GIVEN TEXT
##############################
Romney-Schaab is the author of the book An Afro-Caribbean in the Nazi Era: From Papiamentu to German. The book details the story of her father, Lionel Romney, an Afro-Caribbean man who survived the transit camp Fossoli and was then taken to Mauthausen during World War II (WWII). During the webinar, Romney-Schaab began her presentation with an overview of oral history and its importance to history overall. She noted that oral history creates a bridge between a person’s lived experiences and historic events and said that all history is a personal narrative. Oral history is especially important for Black families and other groups of people with oppressed histories because it serves as a way to bring their histories to life, to regain ownership and control over their stories, and provides space for healing past trauma. 


What would later become a book detailing her father’s story started out with Romney-Schaab’s interest in learning more about her family history and her St. Martin roots, which she was able to do by recording her father’s oral history. As it turns out it was Romney-Schaab’s mother who initially told her about Lionel’s involvement in WWII and being in concentration camps.
##############################
MATERIAL SHOWN
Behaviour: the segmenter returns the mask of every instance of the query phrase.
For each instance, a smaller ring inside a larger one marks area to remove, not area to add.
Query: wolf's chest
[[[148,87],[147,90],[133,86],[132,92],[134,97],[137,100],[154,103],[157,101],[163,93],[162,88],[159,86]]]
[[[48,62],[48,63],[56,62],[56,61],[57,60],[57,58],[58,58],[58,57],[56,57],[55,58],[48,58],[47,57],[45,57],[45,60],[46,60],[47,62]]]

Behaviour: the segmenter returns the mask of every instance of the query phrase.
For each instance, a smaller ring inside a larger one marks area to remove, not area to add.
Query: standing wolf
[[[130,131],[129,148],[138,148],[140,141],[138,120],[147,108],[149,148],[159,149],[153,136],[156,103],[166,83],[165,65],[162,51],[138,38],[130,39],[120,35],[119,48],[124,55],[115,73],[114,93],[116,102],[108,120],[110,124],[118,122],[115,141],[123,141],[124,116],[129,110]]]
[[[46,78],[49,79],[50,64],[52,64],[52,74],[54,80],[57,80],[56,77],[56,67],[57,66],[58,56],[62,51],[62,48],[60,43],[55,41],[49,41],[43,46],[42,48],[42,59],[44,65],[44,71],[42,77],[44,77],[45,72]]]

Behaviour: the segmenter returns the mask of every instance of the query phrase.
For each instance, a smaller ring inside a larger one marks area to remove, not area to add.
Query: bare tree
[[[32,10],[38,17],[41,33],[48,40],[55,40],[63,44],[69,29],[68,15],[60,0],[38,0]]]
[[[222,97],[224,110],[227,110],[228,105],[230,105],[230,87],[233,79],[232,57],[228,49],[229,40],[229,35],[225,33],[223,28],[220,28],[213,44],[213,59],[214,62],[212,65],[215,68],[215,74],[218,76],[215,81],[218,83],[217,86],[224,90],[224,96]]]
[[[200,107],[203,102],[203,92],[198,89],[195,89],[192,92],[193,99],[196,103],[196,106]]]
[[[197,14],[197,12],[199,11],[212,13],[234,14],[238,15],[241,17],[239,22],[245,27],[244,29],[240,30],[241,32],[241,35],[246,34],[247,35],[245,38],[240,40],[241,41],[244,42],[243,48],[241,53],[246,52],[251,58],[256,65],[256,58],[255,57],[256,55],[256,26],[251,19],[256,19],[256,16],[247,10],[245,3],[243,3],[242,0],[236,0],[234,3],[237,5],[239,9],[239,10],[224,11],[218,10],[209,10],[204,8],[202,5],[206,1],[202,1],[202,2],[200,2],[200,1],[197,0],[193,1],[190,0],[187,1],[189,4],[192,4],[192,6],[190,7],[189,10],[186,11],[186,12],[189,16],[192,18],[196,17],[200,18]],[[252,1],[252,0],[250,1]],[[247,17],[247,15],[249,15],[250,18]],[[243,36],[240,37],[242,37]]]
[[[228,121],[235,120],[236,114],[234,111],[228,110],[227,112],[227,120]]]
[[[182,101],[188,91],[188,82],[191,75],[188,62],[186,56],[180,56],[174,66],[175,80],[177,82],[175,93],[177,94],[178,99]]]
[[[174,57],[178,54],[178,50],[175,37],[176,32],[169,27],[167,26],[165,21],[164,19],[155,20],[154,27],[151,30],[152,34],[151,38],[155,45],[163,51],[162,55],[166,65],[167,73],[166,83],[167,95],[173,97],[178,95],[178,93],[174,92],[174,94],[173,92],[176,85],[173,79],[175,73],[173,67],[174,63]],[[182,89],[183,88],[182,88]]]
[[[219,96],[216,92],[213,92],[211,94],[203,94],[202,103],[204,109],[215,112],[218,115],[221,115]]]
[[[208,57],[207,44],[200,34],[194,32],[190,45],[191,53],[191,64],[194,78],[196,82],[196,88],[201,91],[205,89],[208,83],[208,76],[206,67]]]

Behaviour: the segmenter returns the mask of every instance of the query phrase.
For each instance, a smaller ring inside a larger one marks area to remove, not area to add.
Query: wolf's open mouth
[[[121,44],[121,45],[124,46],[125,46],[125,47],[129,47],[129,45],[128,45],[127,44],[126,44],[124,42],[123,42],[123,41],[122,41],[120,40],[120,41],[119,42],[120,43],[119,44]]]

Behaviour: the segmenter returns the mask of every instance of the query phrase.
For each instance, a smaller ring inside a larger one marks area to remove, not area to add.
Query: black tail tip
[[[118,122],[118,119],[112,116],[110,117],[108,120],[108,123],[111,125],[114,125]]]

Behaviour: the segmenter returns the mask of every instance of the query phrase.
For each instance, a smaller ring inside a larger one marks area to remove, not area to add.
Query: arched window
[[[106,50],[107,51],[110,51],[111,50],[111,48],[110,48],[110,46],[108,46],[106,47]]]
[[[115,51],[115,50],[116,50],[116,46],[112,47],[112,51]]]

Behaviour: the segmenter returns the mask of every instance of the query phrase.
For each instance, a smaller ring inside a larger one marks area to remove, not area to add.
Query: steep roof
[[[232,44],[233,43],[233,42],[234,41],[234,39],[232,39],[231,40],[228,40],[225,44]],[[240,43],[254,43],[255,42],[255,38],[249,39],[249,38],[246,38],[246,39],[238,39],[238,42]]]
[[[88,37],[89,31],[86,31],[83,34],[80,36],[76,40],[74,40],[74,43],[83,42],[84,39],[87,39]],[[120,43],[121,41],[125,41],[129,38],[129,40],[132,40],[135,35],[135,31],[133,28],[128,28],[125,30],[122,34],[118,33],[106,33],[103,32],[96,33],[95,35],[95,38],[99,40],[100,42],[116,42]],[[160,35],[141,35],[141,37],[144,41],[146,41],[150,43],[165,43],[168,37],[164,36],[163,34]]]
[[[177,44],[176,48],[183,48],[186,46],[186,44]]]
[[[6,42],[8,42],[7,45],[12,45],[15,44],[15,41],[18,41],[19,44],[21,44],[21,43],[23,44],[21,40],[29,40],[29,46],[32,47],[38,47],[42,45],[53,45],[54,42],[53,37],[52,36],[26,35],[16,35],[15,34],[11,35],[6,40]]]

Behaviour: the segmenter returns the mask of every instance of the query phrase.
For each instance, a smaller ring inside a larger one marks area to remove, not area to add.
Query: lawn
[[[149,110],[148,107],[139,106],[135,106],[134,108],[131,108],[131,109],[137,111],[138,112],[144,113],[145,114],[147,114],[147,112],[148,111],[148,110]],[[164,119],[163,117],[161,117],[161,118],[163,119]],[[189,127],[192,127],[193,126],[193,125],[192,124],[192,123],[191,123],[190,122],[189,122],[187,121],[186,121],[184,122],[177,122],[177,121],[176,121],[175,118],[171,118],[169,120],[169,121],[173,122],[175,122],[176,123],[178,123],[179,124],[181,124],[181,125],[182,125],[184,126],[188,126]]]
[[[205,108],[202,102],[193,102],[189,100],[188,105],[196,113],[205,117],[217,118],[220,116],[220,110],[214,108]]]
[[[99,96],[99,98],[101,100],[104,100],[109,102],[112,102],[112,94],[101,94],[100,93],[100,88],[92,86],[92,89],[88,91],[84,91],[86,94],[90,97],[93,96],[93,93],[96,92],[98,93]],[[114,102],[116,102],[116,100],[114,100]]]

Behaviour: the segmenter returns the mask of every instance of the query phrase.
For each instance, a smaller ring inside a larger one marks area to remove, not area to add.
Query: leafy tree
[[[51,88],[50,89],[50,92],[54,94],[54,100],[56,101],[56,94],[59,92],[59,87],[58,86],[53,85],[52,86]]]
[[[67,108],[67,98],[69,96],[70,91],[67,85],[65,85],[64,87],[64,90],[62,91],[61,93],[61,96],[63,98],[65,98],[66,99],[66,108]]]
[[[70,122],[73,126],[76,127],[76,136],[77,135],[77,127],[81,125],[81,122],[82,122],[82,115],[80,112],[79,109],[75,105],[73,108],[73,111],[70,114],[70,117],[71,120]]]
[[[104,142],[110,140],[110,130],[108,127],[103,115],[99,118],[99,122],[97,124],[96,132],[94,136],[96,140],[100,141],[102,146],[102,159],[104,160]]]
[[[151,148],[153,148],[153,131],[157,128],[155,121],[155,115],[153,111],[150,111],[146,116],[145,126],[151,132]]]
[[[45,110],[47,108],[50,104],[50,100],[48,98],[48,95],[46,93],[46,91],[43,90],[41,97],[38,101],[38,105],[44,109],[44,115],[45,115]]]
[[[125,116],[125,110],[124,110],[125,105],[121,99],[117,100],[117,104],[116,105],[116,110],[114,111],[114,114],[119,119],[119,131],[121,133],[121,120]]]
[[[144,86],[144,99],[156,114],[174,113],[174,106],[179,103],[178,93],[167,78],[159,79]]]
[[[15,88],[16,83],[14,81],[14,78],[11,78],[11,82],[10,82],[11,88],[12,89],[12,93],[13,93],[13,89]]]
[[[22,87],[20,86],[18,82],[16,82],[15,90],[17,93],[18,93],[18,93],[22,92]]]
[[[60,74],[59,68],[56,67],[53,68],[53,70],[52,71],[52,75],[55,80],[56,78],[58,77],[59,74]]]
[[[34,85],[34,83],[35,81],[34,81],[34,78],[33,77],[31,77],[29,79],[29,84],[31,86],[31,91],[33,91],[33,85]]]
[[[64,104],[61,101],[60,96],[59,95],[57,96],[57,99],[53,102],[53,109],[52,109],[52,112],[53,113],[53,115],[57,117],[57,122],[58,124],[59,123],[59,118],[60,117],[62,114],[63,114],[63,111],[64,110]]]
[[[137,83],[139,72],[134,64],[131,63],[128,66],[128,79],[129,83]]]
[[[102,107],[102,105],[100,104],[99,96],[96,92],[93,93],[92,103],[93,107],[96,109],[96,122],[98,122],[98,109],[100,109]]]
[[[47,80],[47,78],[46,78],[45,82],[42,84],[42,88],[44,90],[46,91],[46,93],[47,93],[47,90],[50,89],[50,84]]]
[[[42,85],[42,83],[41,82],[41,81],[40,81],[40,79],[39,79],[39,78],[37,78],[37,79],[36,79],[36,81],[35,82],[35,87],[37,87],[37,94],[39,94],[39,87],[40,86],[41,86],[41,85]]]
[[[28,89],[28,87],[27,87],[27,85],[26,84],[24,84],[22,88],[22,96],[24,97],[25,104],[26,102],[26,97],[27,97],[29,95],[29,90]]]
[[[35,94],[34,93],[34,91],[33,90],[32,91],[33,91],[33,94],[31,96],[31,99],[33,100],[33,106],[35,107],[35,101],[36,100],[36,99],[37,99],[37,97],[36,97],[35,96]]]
##############################
JOB 1
According to the Romney-Schaab text, which transit camp did Lionel Romney survive?
JOB 2
Using the Romney-Schaab text, decide whether each statement agrees with it. Answer yes or no for each and quote the deciding words.
(a) Lionel Romney was taken to Mauthausen.
(b) Romney-Schaab first learned of her father's involvement in WWII from her father himself.
(c) Romney-Schaab said that all history is a personal narrative.
JOB 3
Reproduce verbatim the part of the Romney-Schaab text that opens with the words "What would later" and closes with "in concentration camps.".

RESULT 1
Fossoli

RESULT 2
(a) Yes: "was then taken to Mauthausen during World War II (WWII)"
(b) No: "it was Romney-Schaab’s mother who initially told her about Lionel’s involvement in WWII"
(c) Yes: "said that all history is a personal narrative"

RESULT 3
What would later become a book detailing her father’s story started out with Romney-Schaab’s interest in learning more about her family history and her St. Martin roots, which she was able to do by recording her father’s oral history. As it turns out it was Romney-Schaab’s mother who initially told her about Lionel’s involvement in WWII and being in concentration camps.